##### Given information #####
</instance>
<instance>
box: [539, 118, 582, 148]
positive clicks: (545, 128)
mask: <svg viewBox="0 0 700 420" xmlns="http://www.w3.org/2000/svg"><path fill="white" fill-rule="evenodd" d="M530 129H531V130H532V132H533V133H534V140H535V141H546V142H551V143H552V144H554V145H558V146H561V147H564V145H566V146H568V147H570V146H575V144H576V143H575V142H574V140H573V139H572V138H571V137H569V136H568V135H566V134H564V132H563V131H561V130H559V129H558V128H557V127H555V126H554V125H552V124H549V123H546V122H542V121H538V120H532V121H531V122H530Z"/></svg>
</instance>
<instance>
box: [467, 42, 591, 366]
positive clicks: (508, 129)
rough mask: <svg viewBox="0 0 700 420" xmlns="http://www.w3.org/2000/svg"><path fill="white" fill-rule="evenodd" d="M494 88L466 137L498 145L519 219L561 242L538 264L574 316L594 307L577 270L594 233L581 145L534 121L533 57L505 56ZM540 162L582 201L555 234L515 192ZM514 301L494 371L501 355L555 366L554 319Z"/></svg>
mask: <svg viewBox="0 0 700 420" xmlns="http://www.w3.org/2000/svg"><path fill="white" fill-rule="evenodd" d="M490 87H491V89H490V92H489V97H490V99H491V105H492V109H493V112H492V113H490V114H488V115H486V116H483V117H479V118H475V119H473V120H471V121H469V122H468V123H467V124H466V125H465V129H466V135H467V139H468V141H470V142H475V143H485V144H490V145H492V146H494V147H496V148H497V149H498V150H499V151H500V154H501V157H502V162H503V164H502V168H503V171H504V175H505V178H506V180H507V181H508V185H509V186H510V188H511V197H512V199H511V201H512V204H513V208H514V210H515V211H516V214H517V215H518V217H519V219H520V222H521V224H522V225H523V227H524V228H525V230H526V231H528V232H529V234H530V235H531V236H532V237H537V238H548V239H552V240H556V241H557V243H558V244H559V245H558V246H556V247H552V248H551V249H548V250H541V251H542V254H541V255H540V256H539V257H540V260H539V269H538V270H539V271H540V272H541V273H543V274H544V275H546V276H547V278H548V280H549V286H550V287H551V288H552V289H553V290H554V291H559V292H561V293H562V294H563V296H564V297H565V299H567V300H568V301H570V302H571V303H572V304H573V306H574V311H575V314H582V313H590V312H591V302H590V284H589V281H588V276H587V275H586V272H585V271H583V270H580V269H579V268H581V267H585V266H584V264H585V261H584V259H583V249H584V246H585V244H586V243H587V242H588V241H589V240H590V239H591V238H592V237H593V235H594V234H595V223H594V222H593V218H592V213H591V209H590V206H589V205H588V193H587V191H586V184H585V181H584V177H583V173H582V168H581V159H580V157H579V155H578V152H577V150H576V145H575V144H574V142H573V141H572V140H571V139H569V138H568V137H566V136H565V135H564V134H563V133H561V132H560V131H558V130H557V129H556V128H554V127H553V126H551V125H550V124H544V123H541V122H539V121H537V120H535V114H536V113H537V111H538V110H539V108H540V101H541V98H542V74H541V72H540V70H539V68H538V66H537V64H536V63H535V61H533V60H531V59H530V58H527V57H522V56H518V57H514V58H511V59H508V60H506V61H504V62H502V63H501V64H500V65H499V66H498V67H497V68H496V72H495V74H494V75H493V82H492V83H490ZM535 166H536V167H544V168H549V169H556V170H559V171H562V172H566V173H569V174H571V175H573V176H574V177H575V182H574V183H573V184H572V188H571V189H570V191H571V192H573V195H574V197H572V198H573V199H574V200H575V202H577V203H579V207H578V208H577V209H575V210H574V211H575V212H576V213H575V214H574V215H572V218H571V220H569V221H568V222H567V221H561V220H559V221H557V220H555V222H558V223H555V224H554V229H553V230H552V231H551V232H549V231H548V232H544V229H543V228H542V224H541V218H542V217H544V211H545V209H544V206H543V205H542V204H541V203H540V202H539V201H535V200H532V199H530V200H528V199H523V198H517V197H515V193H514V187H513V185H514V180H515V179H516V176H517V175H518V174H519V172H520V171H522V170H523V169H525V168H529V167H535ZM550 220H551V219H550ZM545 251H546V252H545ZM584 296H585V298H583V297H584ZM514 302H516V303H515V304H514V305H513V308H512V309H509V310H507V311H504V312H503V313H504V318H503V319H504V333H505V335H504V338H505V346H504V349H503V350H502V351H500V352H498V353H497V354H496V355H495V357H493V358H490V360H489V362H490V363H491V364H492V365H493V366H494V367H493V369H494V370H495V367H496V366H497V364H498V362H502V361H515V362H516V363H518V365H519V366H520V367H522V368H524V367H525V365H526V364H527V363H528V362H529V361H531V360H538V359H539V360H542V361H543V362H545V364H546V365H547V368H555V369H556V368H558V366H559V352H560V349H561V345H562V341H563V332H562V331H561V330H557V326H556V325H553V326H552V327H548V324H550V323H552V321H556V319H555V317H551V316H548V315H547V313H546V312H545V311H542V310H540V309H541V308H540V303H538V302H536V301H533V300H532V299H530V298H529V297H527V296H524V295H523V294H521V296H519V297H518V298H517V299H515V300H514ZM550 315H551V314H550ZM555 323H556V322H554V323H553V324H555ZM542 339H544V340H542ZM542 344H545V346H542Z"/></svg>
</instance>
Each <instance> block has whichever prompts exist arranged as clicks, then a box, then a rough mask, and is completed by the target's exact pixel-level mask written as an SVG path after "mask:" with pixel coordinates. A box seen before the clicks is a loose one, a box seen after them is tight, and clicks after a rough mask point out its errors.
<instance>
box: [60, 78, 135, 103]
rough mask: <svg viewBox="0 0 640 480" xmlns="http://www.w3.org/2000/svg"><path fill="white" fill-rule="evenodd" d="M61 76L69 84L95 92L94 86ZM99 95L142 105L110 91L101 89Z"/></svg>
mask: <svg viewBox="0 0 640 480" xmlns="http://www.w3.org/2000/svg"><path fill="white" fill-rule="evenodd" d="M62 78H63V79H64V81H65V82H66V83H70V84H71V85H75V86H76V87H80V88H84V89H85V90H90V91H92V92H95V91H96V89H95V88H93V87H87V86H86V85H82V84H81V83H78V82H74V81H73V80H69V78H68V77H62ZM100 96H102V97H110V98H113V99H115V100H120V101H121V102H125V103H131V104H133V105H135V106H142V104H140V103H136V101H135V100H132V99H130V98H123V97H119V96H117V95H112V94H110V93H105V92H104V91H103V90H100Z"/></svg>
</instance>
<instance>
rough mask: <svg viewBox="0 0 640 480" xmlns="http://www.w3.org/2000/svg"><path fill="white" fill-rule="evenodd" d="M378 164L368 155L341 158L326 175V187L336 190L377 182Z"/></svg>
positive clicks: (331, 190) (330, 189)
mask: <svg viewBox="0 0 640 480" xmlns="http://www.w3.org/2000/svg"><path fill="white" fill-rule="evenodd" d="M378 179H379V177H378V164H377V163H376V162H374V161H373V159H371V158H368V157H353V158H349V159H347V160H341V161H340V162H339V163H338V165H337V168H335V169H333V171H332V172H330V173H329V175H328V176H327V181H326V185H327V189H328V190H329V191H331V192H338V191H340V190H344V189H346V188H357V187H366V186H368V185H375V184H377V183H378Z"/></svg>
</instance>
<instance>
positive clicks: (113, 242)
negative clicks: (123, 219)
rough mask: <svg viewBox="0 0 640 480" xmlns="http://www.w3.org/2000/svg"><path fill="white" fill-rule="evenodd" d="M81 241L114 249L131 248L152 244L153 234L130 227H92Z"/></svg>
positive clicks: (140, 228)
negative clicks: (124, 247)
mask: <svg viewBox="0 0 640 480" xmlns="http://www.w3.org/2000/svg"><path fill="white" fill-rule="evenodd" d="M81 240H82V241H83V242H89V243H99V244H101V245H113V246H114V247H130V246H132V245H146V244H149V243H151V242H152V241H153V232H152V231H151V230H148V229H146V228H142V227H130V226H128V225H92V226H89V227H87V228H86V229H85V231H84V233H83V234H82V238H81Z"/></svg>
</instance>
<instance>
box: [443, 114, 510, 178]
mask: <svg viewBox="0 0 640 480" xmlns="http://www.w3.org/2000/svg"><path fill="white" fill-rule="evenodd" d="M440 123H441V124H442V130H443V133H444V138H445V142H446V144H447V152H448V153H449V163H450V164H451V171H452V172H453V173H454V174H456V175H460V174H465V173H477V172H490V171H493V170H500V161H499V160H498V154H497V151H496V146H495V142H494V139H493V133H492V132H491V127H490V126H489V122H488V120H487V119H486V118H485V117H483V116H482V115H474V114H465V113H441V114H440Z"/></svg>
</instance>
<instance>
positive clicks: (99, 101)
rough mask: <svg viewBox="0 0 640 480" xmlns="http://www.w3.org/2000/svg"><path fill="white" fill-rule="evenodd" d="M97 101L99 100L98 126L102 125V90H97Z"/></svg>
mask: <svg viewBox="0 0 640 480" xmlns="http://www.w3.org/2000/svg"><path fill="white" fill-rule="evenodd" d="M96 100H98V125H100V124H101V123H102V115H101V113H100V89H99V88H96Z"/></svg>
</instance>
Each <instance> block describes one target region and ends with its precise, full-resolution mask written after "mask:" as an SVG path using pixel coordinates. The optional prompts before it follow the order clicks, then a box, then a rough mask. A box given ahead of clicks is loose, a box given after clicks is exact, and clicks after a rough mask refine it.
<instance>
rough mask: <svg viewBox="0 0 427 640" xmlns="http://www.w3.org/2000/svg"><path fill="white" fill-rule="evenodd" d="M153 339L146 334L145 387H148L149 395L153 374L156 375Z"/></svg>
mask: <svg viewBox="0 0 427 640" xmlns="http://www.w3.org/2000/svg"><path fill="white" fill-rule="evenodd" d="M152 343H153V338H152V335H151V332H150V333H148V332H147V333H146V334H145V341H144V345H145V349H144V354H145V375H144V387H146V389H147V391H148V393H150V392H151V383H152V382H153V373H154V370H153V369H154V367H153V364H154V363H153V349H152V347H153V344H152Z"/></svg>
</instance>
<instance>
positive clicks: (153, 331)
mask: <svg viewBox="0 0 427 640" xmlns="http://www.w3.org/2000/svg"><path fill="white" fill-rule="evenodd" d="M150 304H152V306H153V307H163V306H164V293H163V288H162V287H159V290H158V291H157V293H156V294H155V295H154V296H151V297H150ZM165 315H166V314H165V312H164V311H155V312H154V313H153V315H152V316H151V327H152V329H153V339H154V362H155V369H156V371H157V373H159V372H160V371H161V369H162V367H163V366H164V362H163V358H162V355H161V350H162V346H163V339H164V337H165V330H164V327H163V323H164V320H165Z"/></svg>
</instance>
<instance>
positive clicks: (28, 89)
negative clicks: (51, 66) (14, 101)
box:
#####
◆ Aim of the task ◆
From the line that holds "positive clicks: (28, 89)" down to the last line of the material, copy every line exactly and add nothing.

◆ Exercise answer ◆
positive clicks: (28, 89)
negative clicks: (51, 66) (14, 101)
box:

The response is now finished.